Transcribe the part of the news article about the medical marijuana case that begins at the words "Pubdate: Friday 07" and stops after the words "Wakeford didn't try.".

Passage to read -
__________
Source: Halifax Daily News (Canada)
Pubdate: Friday 07 Aug 1998
TORONTO (CP) - The laws banning marijuana don't violate the Charter rights of a man who wants to smoke pot for medicinal purposes, the Crown argued yesterday.
Lawyer Chris Amerasinghe says there are many legal medications Jim Wakeford didn't try.
Wakeford, 53, was diagnosed with AIDS in 1993. He applied for an exemption to the marijuana laws so he can use pot to ease nausea caused by the disease and by the mixture of drugs he uses to control it.
He says the law violates his Charter rights to life, liberty and security, and also discriminates against him on the basis of his disability. Wakeford argues not only should he be allowed to smoke marijuana, the government should make sure there is a clean, safe supply of pot for medicinal purposes.
Over the last few months lawyers have gathered evidence and held about 10 days of hearings. Yesterday, they wrapped up two days of final arguments.
Amerasinghe said there are any number of anti-nausea drugs on the market - including Marinol, which contains synthetic TCH, the active ingredient in marijuana - but Wakeford hasn't given any of them an honest try.
__________
Dataset records -
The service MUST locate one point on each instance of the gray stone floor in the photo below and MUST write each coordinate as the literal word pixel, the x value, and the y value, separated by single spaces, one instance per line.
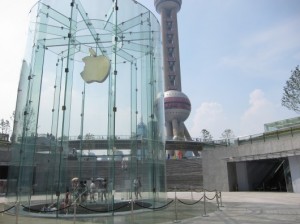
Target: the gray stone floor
pixel 239 208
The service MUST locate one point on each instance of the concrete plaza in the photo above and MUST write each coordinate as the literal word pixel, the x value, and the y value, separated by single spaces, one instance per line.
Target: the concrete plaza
pixel 239 208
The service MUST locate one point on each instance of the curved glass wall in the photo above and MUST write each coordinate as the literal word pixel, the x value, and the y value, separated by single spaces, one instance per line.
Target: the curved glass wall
pixel 90 104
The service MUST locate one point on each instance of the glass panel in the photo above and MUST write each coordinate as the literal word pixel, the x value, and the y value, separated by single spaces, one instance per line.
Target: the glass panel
pixel 72 133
__________
Exercise response -
Pubdate: Friday 07 Aug 1998
TORONTO (CP) - The laws banning marijuana don't violate the Charter rights of a man who wants to smoke pot for medicinal purposes, the Crown argued yesterday.
Lawyer Chris Amerasinghe says there are many legal medications Jim Wakeford didn't try.